## Document extract
Epic Systems Interview Question
Software Engineer / DevelopersCountry: United States
Interview Type: Written Test
the worst case scenario will be O(n^2). you can use a array of same size as of number. or use int *
put the first at the base.
read the next element if greater then write the seq in the 2-D array replace the element of the first index be new number. else put the number in the second index. loop the same way until the last number.
print the 2-D array according to the row.
Best Case is O(N)
The complexity cannot be n^2 because there are more subsequences than that. If the input is 1, 2, 3, ..., n
Then, there are 2^n subsequences.
Correct?
Tony Bruguier
nope, we do not take subsequences into account, i.e.,
always search for a longest sequence. If the nos are consecutive, there will be only 1 sequence.
the max no of sequences is O(n^2)
Can this be done using DP ?
Step1) Find RightMax for Each Element. If none then put -1.
input: 5 4 7 8 2 3 6 9 8 6 2 3 4 5
Rmax: 6 5 8 9 3 6 8 -1 -1 -1 3 4 5 -1
Step2)
for(i=n-1;i>=0;i++){
if(Rmax[i]==-1)
dp[i]=2;
else{
dp[i]=2*dp[j] // such that A[j]==Rmax[i] and i<j
}
}
output=0;
for (i =0;i<n;i++)
output+=dp[i];
//output will contains number of possible increasing subsequences.
// a small tweak in can print all the subsequences.

## Position identification records
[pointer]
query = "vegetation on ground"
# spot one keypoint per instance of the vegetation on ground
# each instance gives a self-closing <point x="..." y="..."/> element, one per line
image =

## Stated goal 1
For each statement, say yes or no according to the Epic Systems thread, and quote the words from it that settle the matter: (a) the interview type was a written test; (b) the best case is O(n^2); (c) in Step1, an element with no RightMax gets 0.
## Stated goal 2
Return the part of the Epic Systems thread that opens with the words containing "Can this be" and closes with "for (i =0;i<n;i++)".
## Stated goal 3
In the Epic Systems thread, how many subsequences are there when the input is 1, 2, 3, ..., n?
This listing has no connection to the Epic Systems thread.

## Right answer 1
(a) Yes: "Interview Type: Written Test"
(b) No: "Best Case is O(N)"
(c) No: "If none then put -1."

## Right answer 2
Can this be done using DP ?
Step1) Find RightMax for Each Element. If none then put -1.
input: 5 4 7 8 2 3 6 9 8 6 2 3 4 5
Rmax: 6 5 8 9 3 6 8 -1 -1 -1 3 4 5 -1
Step2)
for(i=n-1;i>=0;i++){
if(Rmax[i]==-1)
dp[i]=2;
else{
dp[i]=2*dp[j] // such that A[j]==Rmax[i] and i<j
}
}
output=0;
for (i =0;i<n;i++)

## Right answer 3
2^n subsequences.